■ **WHAT TO DO**
Copy out, exactly as given, every line from the line with "Identify the house" to the end of the listing, both of those lines included.

------ EXTRACTED DATA ------

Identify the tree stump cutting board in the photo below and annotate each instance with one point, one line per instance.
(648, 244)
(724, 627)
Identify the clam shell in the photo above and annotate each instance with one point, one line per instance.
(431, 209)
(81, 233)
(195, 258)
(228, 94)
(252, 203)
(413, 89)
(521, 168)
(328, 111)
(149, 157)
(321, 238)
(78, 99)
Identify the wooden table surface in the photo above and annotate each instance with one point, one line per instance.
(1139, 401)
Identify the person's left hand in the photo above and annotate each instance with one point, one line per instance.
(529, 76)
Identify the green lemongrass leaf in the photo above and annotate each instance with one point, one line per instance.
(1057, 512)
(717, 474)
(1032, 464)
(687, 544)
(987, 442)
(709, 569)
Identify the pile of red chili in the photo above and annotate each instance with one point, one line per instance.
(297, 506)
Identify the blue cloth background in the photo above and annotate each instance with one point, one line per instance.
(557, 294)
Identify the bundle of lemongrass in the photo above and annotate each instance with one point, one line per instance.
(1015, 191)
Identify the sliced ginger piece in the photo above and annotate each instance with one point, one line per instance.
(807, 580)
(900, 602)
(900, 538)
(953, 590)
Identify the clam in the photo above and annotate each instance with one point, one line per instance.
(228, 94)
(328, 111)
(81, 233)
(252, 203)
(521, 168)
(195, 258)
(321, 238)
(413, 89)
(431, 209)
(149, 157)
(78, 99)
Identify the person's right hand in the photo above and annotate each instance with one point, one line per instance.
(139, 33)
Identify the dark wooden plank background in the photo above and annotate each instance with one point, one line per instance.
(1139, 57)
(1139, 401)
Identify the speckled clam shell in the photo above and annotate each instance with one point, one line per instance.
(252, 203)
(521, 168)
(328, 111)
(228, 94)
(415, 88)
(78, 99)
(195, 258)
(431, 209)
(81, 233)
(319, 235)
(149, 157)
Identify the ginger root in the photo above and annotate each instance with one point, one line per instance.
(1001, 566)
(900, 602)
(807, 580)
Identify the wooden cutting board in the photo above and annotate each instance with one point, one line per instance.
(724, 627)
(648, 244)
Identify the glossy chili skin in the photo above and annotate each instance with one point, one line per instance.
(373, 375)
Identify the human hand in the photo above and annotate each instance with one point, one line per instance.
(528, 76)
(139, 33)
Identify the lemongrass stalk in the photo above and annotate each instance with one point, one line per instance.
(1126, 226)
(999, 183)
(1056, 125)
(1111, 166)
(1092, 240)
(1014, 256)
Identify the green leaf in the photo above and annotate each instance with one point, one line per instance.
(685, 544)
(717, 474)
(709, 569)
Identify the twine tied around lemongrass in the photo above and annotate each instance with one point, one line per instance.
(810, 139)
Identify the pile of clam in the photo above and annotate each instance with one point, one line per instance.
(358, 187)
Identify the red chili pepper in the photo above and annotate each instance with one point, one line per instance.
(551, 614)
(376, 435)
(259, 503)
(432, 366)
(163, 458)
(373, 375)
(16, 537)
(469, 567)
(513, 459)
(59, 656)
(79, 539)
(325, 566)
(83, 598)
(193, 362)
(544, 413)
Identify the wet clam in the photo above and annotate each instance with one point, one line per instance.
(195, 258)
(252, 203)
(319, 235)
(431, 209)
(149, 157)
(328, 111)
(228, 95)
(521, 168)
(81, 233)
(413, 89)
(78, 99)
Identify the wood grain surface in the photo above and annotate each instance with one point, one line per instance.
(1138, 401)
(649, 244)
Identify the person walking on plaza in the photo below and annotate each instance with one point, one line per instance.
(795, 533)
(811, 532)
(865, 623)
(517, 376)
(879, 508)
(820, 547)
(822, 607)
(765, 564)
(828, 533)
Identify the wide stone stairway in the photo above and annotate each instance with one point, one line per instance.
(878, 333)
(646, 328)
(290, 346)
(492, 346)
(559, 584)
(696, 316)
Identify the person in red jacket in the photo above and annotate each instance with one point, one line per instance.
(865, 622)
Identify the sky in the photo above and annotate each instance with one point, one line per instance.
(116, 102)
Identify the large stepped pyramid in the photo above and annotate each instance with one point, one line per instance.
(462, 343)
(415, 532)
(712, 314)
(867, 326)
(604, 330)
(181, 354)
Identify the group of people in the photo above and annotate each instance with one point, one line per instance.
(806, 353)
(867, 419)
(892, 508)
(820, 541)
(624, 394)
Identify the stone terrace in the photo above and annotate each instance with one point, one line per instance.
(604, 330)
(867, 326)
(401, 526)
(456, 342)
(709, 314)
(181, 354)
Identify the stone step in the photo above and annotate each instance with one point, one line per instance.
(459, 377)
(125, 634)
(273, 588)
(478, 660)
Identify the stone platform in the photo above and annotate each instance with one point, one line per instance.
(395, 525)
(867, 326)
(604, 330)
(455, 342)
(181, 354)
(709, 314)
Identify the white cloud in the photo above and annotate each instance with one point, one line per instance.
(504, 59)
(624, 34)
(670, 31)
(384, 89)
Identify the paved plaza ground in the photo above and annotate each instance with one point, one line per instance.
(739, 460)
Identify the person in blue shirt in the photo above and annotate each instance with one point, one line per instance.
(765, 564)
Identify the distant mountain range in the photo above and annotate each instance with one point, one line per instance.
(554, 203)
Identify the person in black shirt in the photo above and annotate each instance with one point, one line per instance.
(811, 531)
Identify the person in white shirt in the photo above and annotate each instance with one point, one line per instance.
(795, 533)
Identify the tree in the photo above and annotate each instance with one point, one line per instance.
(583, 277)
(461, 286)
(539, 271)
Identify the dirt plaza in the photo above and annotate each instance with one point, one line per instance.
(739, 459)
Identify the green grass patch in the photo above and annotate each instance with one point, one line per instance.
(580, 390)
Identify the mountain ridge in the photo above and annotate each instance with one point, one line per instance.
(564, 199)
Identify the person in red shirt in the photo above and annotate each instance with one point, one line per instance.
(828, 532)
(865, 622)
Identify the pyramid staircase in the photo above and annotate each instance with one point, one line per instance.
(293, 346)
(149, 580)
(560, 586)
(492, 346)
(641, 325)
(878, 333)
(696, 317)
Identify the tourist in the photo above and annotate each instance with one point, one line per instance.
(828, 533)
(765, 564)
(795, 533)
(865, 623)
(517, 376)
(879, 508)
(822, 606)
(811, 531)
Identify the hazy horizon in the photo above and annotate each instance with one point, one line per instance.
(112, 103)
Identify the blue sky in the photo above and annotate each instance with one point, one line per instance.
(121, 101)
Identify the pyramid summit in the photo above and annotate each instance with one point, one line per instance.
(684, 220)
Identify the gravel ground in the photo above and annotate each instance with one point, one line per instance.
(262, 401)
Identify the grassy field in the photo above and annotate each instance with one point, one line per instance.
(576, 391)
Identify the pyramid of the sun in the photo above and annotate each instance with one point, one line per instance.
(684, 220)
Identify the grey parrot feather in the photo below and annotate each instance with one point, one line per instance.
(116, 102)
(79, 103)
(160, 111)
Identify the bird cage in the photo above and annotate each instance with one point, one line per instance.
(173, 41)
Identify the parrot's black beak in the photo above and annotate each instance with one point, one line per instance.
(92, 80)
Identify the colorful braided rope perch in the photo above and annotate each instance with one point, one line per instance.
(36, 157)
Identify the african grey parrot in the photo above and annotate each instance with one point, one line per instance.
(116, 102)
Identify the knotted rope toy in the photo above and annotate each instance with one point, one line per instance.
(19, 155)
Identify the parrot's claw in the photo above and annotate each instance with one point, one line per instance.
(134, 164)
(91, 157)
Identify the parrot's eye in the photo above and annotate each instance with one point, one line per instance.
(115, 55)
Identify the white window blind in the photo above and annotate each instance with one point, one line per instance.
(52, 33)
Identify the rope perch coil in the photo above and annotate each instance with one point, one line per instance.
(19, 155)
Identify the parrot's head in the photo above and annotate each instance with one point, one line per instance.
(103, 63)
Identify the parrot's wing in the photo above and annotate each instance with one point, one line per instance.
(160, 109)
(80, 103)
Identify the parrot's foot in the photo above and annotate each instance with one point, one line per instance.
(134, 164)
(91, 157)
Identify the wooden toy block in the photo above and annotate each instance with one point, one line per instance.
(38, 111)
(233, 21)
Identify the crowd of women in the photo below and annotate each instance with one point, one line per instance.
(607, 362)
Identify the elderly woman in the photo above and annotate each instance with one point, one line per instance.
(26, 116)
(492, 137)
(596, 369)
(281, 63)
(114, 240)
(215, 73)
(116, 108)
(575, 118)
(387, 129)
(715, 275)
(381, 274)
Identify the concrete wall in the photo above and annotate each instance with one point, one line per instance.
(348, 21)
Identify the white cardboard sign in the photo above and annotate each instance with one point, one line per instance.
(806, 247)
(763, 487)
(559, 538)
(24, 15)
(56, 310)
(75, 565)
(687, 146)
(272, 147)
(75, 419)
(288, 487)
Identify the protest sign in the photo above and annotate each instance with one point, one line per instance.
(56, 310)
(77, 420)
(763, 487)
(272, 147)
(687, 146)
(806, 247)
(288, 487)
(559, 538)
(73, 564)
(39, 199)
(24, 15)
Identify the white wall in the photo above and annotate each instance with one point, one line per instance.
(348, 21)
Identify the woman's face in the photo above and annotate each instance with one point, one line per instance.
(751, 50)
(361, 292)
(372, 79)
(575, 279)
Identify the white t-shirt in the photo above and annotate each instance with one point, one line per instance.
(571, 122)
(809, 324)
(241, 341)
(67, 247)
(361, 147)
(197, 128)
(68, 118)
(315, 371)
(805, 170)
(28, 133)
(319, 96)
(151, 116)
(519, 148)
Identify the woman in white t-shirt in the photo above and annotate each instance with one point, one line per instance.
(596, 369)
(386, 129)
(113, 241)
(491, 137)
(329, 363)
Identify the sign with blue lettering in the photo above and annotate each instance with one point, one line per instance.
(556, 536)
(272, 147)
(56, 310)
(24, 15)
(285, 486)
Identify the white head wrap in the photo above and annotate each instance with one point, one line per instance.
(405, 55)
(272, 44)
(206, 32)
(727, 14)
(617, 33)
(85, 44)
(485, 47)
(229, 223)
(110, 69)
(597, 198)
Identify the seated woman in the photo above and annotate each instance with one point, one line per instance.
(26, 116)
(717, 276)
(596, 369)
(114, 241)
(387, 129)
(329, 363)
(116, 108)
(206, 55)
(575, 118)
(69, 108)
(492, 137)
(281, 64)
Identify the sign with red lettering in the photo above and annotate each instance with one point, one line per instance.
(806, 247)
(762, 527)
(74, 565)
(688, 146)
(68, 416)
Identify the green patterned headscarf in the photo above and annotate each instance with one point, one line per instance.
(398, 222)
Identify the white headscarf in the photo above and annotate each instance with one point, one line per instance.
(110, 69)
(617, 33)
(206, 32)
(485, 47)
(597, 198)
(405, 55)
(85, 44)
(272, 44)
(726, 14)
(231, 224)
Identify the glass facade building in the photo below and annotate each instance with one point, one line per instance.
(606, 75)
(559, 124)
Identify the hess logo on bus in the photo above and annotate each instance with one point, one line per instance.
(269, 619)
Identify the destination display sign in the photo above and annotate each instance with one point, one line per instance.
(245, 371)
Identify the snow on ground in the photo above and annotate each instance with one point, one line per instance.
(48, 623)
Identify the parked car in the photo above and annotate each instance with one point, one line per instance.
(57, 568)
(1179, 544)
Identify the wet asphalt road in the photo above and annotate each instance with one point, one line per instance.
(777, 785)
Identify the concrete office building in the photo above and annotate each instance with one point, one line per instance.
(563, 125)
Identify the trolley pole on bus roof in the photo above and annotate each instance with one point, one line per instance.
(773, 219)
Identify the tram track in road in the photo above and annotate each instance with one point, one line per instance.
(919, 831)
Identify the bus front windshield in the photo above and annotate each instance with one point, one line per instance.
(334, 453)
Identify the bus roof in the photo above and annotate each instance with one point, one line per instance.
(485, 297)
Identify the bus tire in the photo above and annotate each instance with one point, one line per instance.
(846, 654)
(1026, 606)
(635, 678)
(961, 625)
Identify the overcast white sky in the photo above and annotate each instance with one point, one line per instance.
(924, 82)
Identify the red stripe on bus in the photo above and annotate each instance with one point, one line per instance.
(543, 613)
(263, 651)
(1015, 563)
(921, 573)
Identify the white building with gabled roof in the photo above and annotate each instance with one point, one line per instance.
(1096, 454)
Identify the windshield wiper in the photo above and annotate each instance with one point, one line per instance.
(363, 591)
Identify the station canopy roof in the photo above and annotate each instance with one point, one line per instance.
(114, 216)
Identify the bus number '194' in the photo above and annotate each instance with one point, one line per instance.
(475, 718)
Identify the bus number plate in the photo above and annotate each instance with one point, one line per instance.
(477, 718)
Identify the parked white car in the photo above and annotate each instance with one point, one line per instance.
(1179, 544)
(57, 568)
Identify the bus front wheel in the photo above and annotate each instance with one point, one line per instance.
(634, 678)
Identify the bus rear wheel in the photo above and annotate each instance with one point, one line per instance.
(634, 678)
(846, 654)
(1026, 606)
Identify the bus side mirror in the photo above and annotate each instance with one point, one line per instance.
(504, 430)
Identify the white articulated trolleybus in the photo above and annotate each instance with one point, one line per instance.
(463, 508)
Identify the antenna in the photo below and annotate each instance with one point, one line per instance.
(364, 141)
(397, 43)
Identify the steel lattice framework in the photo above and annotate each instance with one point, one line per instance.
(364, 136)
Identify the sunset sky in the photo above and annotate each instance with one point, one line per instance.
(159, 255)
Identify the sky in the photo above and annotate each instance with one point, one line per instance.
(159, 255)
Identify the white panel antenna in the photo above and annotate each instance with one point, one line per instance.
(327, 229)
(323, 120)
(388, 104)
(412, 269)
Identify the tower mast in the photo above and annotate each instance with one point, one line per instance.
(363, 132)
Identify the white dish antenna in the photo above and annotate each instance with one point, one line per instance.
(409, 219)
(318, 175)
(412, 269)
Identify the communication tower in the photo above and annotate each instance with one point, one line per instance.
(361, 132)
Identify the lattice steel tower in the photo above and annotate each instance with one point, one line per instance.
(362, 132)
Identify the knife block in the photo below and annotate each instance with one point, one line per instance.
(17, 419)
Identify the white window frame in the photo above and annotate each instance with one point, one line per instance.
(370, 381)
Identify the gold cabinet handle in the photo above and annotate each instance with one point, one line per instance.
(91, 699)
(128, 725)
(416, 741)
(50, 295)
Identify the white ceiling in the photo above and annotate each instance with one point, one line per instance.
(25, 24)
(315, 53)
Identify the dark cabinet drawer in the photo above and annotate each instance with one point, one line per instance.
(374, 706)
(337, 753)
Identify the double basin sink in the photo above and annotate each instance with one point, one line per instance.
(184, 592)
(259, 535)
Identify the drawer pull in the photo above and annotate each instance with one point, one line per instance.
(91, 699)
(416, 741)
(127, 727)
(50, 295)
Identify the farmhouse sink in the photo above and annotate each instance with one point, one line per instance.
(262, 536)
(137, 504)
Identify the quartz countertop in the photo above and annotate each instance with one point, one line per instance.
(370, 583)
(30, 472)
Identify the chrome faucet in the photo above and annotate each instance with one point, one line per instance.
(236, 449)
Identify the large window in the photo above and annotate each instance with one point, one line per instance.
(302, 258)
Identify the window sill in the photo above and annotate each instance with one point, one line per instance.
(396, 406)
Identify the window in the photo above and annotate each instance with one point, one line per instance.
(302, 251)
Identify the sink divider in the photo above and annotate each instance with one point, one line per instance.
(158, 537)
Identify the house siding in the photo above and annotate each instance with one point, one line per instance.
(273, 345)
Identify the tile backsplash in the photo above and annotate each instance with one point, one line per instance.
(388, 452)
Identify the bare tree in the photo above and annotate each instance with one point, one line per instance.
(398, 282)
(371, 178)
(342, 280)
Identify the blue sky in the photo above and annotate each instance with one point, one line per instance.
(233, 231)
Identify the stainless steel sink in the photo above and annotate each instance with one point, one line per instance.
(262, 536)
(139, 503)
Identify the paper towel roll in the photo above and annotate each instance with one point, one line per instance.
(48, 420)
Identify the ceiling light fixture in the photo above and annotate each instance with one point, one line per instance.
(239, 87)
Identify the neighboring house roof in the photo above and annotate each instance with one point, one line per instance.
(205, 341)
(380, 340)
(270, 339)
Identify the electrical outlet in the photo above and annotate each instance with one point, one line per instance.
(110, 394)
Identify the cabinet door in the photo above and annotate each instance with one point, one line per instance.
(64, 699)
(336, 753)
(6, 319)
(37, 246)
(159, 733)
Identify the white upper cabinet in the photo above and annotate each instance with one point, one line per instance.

------

■ **EXERCISE OUTPUT**
Identify the house siding in the photo above and annotate each instance with one point, one line per instance.
(273, 345)
Identify the tile backsplash in the photo above and annotate each instance with one point, one line per instance.
(388, 452)
Identify the bare tree in the photo above and annotate each instance with one point, one line per instance.
(398, 282)
(371, 178)
(342, 280)
Identify the blue sky in the photo above and annotate each instance with one point, one line per instance.
(233, 231)
Identify the stainless steel sink in the photo above and annotate each instance with one point, one line per instance.
(262, 536)
(139, 503)
Identify the paper towel roll in the photo above and annotate each instance with one point, one line per instance.
(48, 420)
Identify the ceiling light fixture in the photo above and annotate each instance with one point, one line per instance.
(239, 87)
Identify the neighboring house roof in the photo above and annotate each instance with one point, one line per instance.
(205, 341)
(380, 340)
(270, 339)
Identify the electrical outlet in the photo above and annotate each instance with one point, one line per instance.
(110, 394)
Identify the cabinet door in the photo above and annotate each instance with one point, one line per instance.
(64, 699)
(336, 753)
(6, 319)
(37, 246)
(159, 733)
Identify the white upper cabinet in the photo above and annotate each instance with one point, one line per instance.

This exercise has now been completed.